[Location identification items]
#####
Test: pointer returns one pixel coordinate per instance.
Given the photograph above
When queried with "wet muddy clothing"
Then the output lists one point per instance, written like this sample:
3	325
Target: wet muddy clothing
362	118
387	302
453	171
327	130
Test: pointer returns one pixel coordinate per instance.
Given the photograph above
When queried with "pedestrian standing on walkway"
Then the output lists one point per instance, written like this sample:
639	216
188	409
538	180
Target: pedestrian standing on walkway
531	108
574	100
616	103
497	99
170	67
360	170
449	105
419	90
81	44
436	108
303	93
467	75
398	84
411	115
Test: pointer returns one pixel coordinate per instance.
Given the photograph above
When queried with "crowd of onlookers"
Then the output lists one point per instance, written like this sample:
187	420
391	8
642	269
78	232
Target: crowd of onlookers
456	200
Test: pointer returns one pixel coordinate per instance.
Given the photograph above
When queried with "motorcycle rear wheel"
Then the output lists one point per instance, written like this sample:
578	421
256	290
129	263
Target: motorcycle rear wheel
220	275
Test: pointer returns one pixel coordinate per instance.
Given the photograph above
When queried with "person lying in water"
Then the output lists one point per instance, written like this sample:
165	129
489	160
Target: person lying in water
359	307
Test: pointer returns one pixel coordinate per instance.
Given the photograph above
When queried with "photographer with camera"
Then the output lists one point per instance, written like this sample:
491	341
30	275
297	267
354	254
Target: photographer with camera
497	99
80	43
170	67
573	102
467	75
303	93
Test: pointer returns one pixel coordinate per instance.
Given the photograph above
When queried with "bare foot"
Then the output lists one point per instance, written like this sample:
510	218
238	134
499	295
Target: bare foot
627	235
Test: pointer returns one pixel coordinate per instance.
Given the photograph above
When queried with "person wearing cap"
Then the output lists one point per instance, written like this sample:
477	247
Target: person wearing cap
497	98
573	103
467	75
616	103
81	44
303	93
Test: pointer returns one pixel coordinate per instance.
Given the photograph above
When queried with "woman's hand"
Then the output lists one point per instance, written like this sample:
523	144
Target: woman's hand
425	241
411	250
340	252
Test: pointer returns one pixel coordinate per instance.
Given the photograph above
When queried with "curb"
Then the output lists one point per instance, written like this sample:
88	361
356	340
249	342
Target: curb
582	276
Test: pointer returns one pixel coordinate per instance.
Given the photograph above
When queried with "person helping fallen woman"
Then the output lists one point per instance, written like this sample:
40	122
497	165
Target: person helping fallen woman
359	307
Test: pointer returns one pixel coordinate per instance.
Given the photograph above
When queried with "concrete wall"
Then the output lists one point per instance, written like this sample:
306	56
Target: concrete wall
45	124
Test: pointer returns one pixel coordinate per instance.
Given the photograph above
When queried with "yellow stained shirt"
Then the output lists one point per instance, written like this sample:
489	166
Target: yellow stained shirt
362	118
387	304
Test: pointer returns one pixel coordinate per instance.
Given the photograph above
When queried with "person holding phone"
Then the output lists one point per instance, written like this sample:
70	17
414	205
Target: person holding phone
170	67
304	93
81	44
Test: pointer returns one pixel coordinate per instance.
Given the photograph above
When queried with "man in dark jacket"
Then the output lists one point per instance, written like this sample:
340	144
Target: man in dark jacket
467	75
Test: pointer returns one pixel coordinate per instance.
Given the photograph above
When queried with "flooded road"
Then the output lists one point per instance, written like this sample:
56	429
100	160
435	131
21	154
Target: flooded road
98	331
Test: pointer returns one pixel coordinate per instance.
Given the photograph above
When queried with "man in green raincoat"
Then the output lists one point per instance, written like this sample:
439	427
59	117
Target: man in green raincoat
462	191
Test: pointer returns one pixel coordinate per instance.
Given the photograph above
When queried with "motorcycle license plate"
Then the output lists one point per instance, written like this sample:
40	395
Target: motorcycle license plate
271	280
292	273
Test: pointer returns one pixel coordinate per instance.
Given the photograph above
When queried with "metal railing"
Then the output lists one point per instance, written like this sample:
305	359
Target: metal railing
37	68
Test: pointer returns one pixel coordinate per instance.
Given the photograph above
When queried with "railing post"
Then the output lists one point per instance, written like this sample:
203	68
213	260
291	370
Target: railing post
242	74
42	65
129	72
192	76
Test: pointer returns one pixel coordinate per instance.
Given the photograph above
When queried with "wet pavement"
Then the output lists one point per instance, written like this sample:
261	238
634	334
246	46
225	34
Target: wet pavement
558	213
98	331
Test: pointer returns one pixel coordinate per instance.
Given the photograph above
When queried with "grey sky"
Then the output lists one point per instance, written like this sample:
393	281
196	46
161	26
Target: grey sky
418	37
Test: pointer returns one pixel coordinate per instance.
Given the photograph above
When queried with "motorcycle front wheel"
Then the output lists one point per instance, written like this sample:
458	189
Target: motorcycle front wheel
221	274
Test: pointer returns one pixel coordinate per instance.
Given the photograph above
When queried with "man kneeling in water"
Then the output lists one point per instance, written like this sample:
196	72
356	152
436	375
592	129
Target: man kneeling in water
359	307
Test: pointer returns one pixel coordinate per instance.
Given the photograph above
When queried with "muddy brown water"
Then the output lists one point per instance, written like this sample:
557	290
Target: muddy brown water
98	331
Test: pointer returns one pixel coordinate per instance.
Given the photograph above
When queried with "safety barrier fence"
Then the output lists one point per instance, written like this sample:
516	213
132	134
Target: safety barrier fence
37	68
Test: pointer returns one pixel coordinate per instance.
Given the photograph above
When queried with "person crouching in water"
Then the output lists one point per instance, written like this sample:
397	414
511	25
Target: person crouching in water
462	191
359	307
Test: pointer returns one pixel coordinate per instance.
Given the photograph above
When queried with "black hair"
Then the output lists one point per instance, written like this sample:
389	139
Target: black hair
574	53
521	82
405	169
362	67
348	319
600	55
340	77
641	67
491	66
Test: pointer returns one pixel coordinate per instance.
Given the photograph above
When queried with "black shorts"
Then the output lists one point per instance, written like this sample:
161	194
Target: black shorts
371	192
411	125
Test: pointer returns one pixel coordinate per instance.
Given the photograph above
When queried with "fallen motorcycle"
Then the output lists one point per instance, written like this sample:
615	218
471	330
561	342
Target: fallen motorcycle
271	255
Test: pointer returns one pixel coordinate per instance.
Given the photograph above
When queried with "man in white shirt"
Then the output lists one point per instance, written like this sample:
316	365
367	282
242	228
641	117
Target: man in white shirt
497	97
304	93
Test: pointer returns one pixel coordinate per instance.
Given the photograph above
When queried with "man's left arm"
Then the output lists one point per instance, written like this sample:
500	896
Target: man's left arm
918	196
#####
• **WHAT IS REQUIRED**
Pull out each line in the rows above that contains the word "shirt", and copy those lines without changes.

• **CORRECT RESPONSE**
When queried with "yellow stained shirt"
Target: yellow stained shirt
When queried with "man in white shirt"
Target: man in white shirt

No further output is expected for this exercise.